TAREFA 1: Qual é o trecho do texto sobre paródia e intertextualidade que começa em "O sertanejo é, antes" e termina em "cerca. (Celso Cunha)"? Copie-o sem nenhuma alteração.

O sertanejo é, antes de tudo, um forte. (Euclides da Cunha)

O web designer é antes de tudo um criador.

A língua é um conjunto de sinais que exprimem idéias, sistema de ações e meio pelo qual uma sociedade concebe e expressa o mundo que a cerca. (Celso Cunha)

O hipertexto é um conjunto de textos que ……….

Outra forma de intertextualidade, ou seja, de retomada de textos já produzidos, é a paródia, definida pelo dicionário como sendo uma imitação cômica de uma composição literária. É uma característica que se faz cada vez mais presente nos textos atuais. O estilo de muitos jornalistas e publicitários, além de parafrástico, é também entremeado de paródias.

Para se entender uma paródia, é necessário o conhecimento do texto ou textos originais que tornaram possível a imitação. Nesse sentido, podemos afirmar que não pode existir uma paródia que não dialogue com o texto-matriz, ou seja, sempre existe entre este e a paródia o que os estudiosos da linguagem denominam intertextualidade.

Exemplo de paródia

 

Texto-matriz: O lobo e o cordeiro

Vendo um lobo que certo cordeirinho matava a sede num regato, imaginou um pretexto qualquer para devorá-lo. E embora se achasse mais acima, acusou-o de sujar a água que bebia. O cordeiro explicou-lhe que bebia apenas com a ponta dos beiços e, além disso, estando mais abaixo, nunca poderia turvar-lhe o líquido. O lobo, exposto ao ridículo, insistiu:

— No ano passado, ofendeste meu pai.

—   No ano passado, eu não tinha nascido, replicou o cordeiro.

O lobo então:

—   Defendeste-te muito bem, mas nem por isso deixarei de comer-te!

 De que vale a defesa perante quem quer fazer o mal?

Esopo, Enciclopédia Mundial de fabulas. Vol III.

MATERIAIS FORNECIDOS:
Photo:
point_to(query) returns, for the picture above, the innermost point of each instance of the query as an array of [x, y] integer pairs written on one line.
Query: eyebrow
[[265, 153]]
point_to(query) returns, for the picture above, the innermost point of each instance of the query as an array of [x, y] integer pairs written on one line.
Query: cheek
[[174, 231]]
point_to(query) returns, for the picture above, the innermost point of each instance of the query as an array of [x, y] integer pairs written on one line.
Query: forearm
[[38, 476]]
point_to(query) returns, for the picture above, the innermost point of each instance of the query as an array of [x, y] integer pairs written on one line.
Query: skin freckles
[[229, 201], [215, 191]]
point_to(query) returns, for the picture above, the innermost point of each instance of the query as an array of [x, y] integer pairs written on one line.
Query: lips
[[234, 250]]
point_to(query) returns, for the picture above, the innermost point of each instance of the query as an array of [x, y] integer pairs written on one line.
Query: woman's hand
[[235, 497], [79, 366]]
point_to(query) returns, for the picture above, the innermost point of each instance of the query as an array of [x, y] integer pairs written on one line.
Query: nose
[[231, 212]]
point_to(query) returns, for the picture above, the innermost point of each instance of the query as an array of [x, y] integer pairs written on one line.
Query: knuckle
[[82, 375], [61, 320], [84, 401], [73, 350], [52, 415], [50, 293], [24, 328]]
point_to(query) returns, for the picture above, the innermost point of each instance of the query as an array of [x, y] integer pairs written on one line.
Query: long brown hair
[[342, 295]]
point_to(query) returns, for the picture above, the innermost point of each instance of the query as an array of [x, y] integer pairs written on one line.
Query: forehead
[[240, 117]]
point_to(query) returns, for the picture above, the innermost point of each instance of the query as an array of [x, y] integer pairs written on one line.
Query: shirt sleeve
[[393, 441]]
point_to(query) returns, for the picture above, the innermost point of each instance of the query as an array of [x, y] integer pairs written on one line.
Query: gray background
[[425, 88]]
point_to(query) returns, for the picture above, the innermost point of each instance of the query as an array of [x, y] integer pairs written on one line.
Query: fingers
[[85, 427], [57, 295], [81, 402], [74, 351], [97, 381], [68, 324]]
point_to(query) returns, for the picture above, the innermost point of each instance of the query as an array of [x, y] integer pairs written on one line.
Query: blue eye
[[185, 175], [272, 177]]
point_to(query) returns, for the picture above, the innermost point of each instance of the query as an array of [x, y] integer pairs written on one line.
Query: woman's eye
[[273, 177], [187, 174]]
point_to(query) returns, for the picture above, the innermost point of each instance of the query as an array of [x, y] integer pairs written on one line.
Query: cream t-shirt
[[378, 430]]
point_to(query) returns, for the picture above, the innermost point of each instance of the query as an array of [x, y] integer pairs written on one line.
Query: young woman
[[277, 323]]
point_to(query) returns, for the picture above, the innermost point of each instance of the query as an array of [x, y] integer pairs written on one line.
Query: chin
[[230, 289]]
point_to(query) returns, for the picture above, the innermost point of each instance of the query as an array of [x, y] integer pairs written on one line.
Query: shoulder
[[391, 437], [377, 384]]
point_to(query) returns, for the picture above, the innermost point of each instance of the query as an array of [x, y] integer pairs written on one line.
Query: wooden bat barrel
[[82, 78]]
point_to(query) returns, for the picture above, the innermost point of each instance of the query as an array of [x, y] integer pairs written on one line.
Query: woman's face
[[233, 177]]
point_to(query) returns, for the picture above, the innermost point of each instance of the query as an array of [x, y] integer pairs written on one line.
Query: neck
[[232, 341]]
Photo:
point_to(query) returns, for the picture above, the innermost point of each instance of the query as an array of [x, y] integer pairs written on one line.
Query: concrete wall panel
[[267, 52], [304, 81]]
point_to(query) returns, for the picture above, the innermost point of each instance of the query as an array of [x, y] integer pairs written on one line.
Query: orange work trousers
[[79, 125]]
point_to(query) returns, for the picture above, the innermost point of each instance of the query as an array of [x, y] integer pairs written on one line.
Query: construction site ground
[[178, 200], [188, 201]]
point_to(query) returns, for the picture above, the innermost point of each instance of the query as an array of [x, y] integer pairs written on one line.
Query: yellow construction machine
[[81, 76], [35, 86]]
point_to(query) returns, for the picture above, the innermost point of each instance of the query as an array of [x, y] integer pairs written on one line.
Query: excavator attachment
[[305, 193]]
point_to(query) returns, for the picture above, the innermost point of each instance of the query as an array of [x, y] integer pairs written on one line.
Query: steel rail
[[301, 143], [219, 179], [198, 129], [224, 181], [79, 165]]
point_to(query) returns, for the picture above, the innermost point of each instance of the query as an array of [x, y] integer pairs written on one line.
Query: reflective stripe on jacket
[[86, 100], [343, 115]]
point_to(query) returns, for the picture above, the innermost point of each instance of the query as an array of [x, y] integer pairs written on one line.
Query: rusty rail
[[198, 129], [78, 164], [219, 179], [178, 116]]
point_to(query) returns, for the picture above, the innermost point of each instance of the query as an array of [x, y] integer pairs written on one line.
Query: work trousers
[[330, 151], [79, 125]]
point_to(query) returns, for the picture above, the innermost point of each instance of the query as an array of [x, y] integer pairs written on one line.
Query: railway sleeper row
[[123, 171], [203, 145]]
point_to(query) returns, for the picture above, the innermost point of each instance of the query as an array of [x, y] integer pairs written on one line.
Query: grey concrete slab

TAREFA 2: Quais linhas das entradas contêm a palavra "construction"? Identifique e copie cada uma delas, diferenciando maiúsculas de minúsculas.

RESULTADO CORRETO 1:
O sertanejo é, antes de tudo, um forte. (Euclides da Cunha)

O web designer é antes de tudo um criador.

A língua é um conjunto de sinais que exprimem idéias, sistema de ações e meio pelo qual uma sociedade concebe e expressa o mundo que a cerca. (Celso Cunha)

RESULTADO CORRETO 2:
Query: construction site ground
Query: yellow construction machine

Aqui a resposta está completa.